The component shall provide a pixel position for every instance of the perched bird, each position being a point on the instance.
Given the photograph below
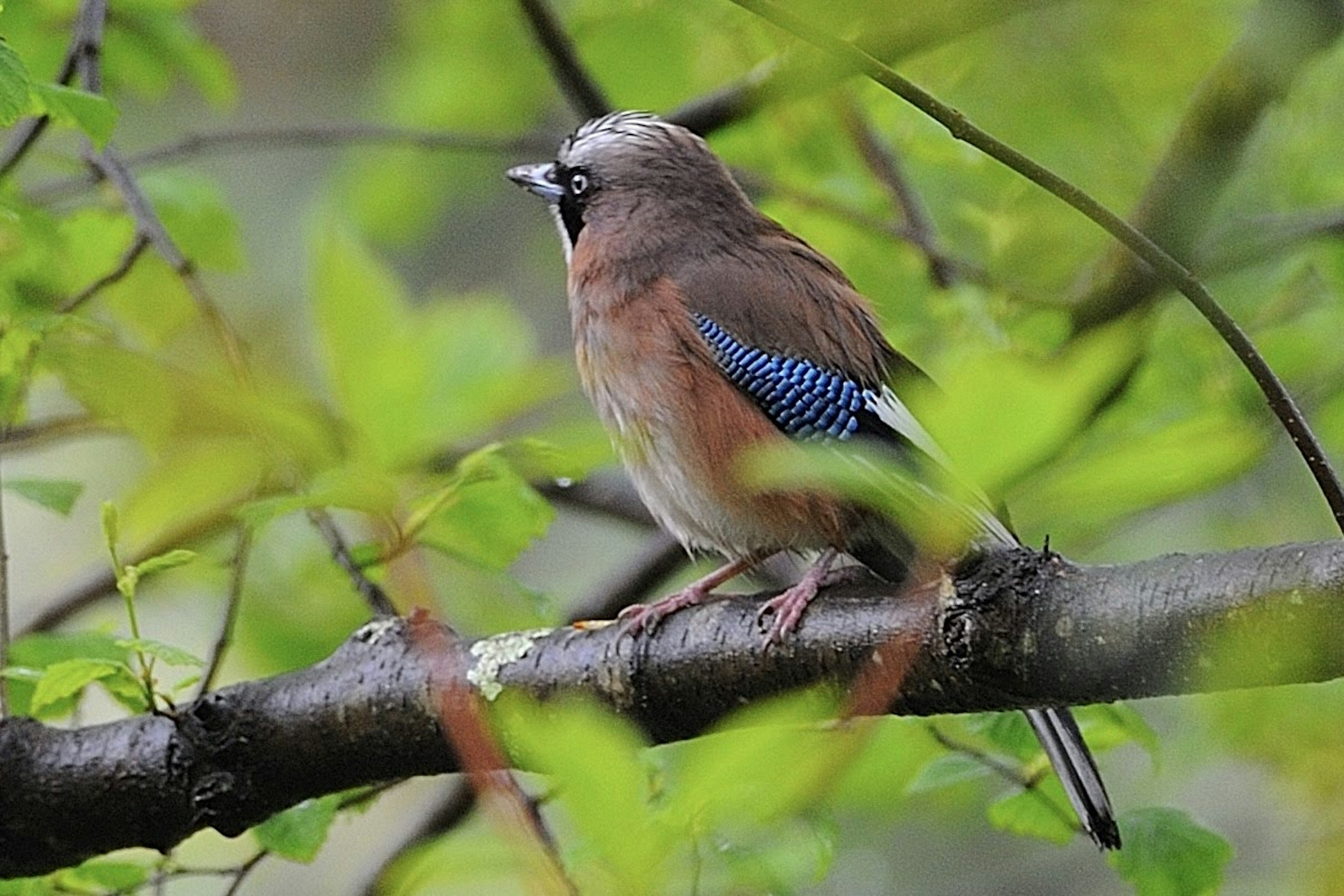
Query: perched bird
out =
(705, 331)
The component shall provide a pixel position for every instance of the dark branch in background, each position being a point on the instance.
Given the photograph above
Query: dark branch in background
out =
(1246, 242)
(195, 146)
(582, 92)
(795, 76)
(35, 434)
(128, 261)
(148, 225)
(885, 166)
(81, 56)
(237, 573)
(1163, 264)
(1281, 38)
(1172, 625)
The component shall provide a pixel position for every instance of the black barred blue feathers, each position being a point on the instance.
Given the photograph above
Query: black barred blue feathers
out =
(803, 399)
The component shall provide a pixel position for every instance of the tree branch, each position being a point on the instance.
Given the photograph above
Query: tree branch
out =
(1010, 629)
(584, 93)
(1162, 262)
(1281, 38)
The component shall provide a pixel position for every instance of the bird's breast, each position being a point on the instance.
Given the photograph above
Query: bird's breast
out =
(683, 430)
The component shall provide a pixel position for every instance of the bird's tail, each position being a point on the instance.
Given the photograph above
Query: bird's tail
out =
(1073, 762)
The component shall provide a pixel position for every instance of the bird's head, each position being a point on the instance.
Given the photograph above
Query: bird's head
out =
(634, 175)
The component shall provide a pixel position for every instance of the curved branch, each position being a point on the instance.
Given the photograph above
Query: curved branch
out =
(1010, 629)
(1281, 40)
(1162, 262)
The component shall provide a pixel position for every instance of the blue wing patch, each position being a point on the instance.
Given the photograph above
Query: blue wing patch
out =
(804, 399)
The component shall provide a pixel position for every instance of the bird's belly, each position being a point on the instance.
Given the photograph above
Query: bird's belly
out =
(683, 452)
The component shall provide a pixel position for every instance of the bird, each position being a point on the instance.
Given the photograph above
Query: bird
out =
(705, 331)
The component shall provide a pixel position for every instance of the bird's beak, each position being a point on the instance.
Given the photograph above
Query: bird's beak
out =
(538, 179)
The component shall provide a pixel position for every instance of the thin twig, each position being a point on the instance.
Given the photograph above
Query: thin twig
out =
(244, 871)
(370, 590)
(195, 146)
(85, 43)
(452, 811)
(886, 167)
(150, 226)
(5, 612)
(128, 261)
(1276, 394)
(1031, 784)
(580, 88)
(238, 572)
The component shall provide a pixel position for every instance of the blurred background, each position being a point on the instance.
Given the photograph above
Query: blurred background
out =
(404, 308)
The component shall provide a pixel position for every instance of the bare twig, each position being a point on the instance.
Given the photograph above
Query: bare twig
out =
(580, 88)
(244, 871)
(1172, 272)
(238, 572)
(1013, 774)
(368, 589)
(81, 54)
(886, 167)
(30, 436)
(1280, 41)
(5, 612)
(195, 146)
(150, 226)
(128, 261)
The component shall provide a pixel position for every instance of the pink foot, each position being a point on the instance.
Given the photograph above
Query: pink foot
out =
(788, 608)
(643, 618)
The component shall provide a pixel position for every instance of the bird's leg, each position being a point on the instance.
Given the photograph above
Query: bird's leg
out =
(790, 605)
(646, 617)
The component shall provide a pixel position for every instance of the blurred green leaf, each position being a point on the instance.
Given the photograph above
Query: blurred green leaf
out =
(160, 651)
(162, 562)
(69, 678)
(416, 381)
(1042, 812)
(299, 832)
(1167, 854)
(487, 514)
(1144, 471)
(58, 496)
(596, 762)
(948, 770)
(104, 875)
(91, 113)
(15, 86)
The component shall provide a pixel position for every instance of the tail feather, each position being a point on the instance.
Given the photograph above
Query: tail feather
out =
(1073, 762)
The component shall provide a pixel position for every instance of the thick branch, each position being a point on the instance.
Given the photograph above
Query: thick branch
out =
(1014, 629)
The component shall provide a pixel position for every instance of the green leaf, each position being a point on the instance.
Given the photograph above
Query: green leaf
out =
(486, 515)
(1111, 724)
(948, 770)
(15, 86)
(197, 217)
(104, 875)
(1042, 812)
(414, 381)
(162, 562)
(58, 496)
(68, 679)
(299, 832)
(603, 781)
(1167, 854)
(160, 651)
(91, 113)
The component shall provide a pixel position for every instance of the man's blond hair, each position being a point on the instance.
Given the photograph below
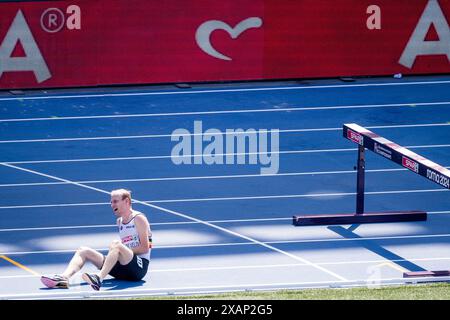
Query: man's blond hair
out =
(124, 193)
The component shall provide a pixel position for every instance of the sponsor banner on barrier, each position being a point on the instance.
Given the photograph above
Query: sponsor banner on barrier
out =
(397, 154)
(355, 137)
(439, 178)
(84, 42)
(385, 152)
(410, 164)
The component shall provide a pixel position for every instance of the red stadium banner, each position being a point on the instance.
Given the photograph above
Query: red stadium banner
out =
(88, 43)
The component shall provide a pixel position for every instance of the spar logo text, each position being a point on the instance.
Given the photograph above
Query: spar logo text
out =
(410, 164)
(355, 137)
(438, 178)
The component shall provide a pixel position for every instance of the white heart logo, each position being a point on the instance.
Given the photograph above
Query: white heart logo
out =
(202, 36)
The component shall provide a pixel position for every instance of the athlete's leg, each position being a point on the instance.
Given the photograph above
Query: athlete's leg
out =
(79, 259)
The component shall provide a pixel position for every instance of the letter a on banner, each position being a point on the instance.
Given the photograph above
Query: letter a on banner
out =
(33, 60)
(417, 46)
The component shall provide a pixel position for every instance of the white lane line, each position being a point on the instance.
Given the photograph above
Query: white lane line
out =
(283, 196)
(235, 111)
(201, 155)
(253, 243)
(224, 230)
(152, 136)
(153, 224)
(130, 94)
(195, 290)
(255, 220)
(237, 176)
(267, 266)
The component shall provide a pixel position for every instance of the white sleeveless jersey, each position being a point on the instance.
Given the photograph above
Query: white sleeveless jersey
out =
(130, 237)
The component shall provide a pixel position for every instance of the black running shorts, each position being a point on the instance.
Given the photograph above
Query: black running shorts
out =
(133, 271)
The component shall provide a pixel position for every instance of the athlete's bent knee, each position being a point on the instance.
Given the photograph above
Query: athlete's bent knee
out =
(115, 245)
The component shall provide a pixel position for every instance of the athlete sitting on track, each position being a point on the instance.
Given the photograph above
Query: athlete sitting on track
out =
(127, 259)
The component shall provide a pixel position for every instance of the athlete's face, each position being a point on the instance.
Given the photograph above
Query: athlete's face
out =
(119, 205)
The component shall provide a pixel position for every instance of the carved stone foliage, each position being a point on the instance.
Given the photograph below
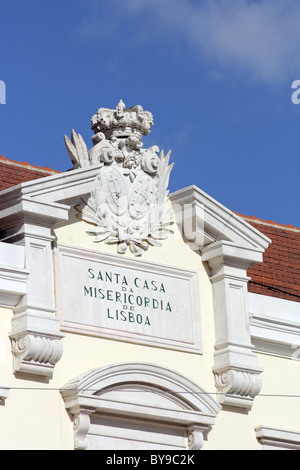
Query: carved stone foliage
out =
(128, 204)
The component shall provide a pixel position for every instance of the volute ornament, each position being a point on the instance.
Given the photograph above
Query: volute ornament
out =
(128, 204)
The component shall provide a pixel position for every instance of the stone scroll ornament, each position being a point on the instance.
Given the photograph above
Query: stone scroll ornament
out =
(128, 204)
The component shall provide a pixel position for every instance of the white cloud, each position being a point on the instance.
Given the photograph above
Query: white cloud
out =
(258, 38)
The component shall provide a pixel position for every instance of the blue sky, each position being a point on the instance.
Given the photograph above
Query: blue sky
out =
(216, 75)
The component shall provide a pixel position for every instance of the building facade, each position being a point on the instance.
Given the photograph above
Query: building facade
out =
(132, 318)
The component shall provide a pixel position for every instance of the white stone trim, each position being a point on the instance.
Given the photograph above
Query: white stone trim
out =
(35, 334)
(3, 394)
(277, 439)
(275, 325)
(139, 395)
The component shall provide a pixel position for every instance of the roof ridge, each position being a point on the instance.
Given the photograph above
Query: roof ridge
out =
(270, 223)
(28, 165)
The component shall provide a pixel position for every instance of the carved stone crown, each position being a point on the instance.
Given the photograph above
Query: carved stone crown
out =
(122, 122)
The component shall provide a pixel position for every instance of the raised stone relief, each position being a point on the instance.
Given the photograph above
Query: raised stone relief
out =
(128, 205)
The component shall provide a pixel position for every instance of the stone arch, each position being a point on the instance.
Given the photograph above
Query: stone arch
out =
(135, 405)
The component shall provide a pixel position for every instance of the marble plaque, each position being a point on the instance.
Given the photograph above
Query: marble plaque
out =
(127, 299)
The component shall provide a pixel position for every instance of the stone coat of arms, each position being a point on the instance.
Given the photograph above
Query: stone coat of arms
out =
(128, 204)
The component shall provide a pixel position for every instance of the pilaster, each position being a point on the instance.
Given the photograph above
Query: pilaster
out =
(236, 370)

....

For each line above that carries the word "dark", copy it out.

The component shall provide a pixel position for every instance of the dark branch in background, each position being a point on the instance.
Query: dark branch in background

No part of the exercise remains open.